Swap "bounding box" for "enclosing box" throughout the entries below, keeping every other word and line unchanged.

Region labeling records
━━━━━━━━
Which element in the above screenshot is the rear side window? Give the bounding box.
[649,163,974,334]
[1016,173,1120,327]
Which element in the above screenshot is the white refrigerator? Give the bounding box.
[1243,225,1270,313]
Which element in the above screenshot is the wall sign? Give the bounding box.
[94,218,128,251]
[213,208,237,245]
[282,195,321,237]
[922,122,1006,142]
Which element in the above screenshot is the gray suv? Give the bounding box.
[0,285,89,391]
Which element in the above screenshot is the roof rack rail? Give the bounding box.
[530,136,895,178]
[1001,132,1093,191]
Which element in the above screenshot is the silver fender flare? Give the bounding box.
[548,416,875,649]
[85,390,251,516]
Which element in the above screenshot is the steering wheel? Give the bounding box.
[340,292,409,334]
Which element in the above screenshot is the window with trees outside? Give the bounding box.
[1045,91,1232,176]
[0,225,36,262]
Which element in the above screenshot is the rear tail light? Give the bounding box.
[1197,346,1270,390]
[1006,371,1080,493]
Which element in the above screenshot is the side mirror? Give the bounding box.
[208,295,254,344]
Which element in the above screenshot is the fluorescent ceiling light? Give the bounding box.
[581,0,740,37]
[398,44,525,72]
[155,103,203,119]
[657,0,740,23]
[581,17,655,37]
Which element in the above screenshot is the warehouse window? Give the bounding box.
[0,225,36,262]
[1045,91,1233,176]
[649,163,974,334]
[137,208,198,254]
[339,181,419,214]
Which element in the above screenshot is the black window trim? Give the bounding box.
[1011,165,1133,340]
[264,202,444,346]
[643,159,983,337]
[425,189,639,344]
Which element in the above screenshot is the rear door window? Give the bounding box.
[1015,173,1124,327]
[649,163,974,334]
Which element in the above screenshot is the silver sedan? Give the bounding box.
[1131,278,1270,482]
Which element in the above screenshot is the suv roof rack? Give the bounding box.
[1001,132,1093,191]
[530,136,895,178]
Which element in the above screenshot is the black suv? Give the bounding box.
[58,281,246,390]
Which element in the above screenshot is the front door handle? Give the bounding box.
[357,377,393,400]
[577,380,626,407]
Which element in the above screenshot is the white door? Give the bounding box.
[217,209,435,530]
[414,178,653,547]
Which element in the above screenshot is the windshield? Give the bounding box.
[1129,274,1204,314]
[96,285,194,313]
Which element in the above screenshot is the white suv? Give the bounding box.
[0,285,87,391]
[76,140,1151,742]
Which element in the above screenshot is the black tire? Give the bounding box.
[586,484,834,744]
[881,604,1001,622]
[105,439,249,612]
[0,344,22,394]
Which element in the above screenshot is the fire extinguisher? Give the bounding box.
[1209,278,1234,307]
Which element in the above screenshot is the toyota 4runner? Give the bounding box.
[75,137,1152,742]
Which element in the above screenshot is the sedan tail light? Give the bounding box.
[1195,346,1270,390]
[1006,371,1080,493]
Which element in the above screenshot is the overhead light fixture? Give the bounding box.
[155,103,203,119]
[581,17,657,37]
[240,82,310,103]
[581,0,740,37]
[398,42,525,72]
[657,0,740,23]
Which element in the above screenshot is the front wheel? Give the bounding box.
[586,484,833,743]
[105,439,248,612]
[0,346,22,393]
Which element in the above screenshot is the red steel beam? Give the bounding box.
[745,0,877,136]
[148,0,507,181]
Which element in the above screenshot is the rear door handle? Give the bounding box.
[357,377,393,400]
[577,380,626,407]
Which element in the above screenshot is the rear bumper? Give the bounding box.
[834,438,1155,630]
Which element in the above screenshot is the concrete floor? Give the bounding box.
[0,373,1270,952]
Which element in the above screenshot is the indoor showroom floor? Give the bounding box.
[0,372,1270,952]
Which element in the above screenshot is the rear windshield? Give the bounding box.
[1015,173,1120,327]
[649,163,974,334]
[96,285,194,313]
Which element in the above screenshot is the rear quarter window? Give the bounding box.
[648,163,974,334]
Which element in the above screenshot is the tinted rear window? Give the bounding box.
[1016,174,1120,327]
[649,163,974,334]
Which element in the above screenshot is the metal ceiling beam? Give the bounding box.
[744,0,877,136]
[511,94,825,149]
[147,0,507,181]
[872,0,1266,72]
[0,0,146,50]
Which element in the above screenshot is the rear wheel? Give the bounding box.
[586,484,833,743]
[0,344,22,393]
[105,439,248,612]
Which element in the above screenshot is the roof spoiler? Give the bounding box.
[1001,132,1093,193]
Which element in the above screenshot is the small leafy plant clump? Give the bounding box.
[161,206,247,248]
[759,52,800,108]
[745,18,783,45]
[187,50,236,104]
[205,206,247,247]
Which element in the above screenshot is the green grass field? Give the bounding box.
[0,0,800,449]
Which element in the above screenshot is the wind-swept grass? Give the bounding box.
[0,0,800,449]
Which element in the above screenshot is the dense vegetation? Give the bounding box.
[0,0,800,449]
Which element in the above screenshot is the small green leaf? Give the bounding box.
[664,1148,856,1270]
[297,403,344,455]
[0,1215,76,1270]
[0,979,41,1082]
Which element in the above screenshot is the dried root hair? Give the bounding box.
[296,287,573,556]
━━━━━━━━
__Output for this exercise__:
Which element in the above screenshot is the rear side window? Give the enclosing box.
[649,163,974,334]
[1016,173,1120,327]
Which element in the above screenshot is the white refrigerator? Give the enclosing box.
[1243,225,1270,313]
Which element in the above screenshot is the wall sign? Give the enclosing box.
[94,218,128,251]
[213,208,237,245]
[282,195,321,237]
[922,122,1006,142]
Which element in the above screenshot is the gray suv? Give the enclosing box.
[0,285,89,391]
Which element in the above screenshot is the roof rack rail? Give the enclosing box.
[530,136,895,178]
[1001,132,1093,191]
Which element in the above screenshot is the silver fender flare? Give the enclosing box.
[548,416,875,649]
[85,390,251,516]
Which element in the above screenshot is the steering wheel? Give the enclosing box.
[340,292,409,334]
Which element in the above screenshot is the window with trees outside? Give the enclosing box.
[1045,91,1232,176]
[0,225,36,262]
Which element in the above screenshot is the rear tail light? Give the enclosing box.
[1197,346,1270,390]
[1006,371,1080,493]
Which element in the above screenshot is the side mirror? Give the enclosing box.
[208,295,254,344]
Which element in the above screenshot is the fluorescent ceiling light? Give the enclosing box.
[581,0,740,37]
[398,44,525,72]
[155,103,203,119]
[657,0,740,23]
[581,17,655,37]
Which element in the above screenshot is the warehouse window? Give the enclosing box.
[0,225,36,262]
[1045,91,1233,176]
[649,163,974,334]
[137,208,198,254]
[339,181,419,214]
Which element in the above screenshot is the black window trim? Give the enclosing box.
[1011,165,1133,340]
[264,202,444,346]
[643,159,983,337]
[425,189,639,344]
Which element in the above screenshot is the rear door window? Give the enclosing box.
[1015,173,1124,327]
[649,163,974,334]
Which element in the above screenshot is the silver sedan? Give the enclosing box.
[1131,278,1270,482]
Which element in the above screenshot is the suv roof rack? Give the enclosing box.
[1001,132,1093,191]
[530,136,895,178]
Which element in the above screenshot is the black suv? Give the enclosing box.
[58,281,246,390]
Which element in the above screenshot is the front door handle? Give the enclosing box.
[357,377,393,400]
[577,380,626,407]
Which element in the above screenshot is the white door? Give the enclosing box.
[217,209,435,530]
[414,178,653,547]
Which element in the above screenshot is the windshield? Give the enclosing box.
[1129,274,1204,314]
[96,285,194,313]
Which element in the above screenshot is the white suv? Give the enclosing box.
[0,285,87,391]
[76,140,1151,742]
Which element in the above screenshot is the black tire? Give the enclosing box.
[586,484,834,744]
[881,604,1001,622]
[105,439,249,612]
[0,344,22,394]
Which element in the above screenshot is the fire extinguisher? Give the enclosing box.
[1209,278,1234,307]
Which element in the above screenshot is the toyota 4runner? Give the enclosing box.
[75,137,1152,742]
Which element in the above screenshot is the sedan tail light? Give the enclosing box.
[1195,346,1270,390]
[1006,371,1080,493]
Which element in the above screenshot is the overhead light fixture? Give the enclosing box.
[155,103,203,119]
[581,17,657,37]
[240,82,310,103]
[581,0,740,37]
[398,42,525,72]
[657,0,740,23]
Which element in the above screenshot is the front wheel? Give the enclosing box.
[586,484,833,743]
[105,439,248,612]
[0,346,22,393]
Which element in the above screenshot is the red steel beam? Give the enclosing box.
[745,0,877,136]
[148,0,507,181]
Which element in the above screenshot is the rear door handle? Give the enclosing box.
[357,377,393,400]
[577,380,626,407]
Which element in the above screenshot is the rear bumper? Give the enclosing box.
[834,438,1155,630]
Which element in the above screenshot is the concrete floor? Give the enclosing box.
[0,373,1270,952]
Which element in the above screenshot is the indoor showroom floor? Give the enclosing box.
[0,372,1270,952]
Which element in the above screenshot is the rear windshield? Give the enclosing box.
[1015,173,1120,327]
[649,163,974,334]
[96,285,194,313]
Which element in the above screenshot is the rear quarter window? Give the enclosing box.
[648,163,974,334]
Which element in the above screenshot is the tinted rear window? Give the enclosing box.
[1016,174,1120,327]
[649,163,974,334]
Which element in the above screenshot is the metal ceiling beam? Give the enclosing box.
[744,0,877,136]
[511,94,825,149]
[147,0,507,181]
[872,0,1266,72]
[0,0,146,50]
Which element in the above screenshot is the rear wheel? Give the enclosing box.
[586,484,833,743]
[0,344,22,393]
[105,439,248,612]
Which element in the above screenshot is the roof spoiler? Give the enclosing box.
[1001,132,1093,193]
Which element in the above screenshot is the small leafy plant clump? Give the enclosing box.
[161,206,247,248]
[759,52,800,108]
[745,18,783,45]
[187,50,236,104]
[205,206,247,247]
Which element in the above screenshot is the green grass field? Give the enclosing box.
[0,0,800,449]
Which element in the above screenshot is the wind-swept grass? Give the enclosing box.
[0,0,800,449]
Which element in the above screenshot is the dense vegetation? Give the enclosing box.
[0,0,800,449]
Which element in the above screenshot is the small green leaf? Give the enclosing box.
[664,1148,856,1270]
[297,403,344,455]
[0,1215,76,1270]
[0,979,41,1082]
Which element in the above screenshot is the dried root hair? Give the enclosing box.
[296,287,573,556]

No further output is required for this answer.